Goal of the exercise: Restate the entries below without a single change.
Record extracts: Begin
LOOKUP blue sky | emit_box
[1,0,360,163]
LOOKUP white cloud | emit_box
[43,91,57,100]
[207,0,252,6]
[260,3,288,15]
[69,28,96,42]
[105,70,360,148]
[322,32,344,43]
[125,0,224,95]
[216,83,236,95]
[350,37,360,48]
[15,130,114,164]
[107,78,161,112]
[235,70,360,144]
Record extracts: End
Output of the task:
LOOKUP blue sky | emit_box
[1,0,360,163]
LOOKUP white cloud | emit_box
[43,91,57,100]
[207,0,252,6]
[260,3,288,15]
[69,28,96,42]
[105,70,360,148]
[322,32,344,43]
[125,0,224,95]
[216,83,236,95]
[350,37,360,48]
[15,130,114,164]
[107,78,161,112]
[235,70,360,144]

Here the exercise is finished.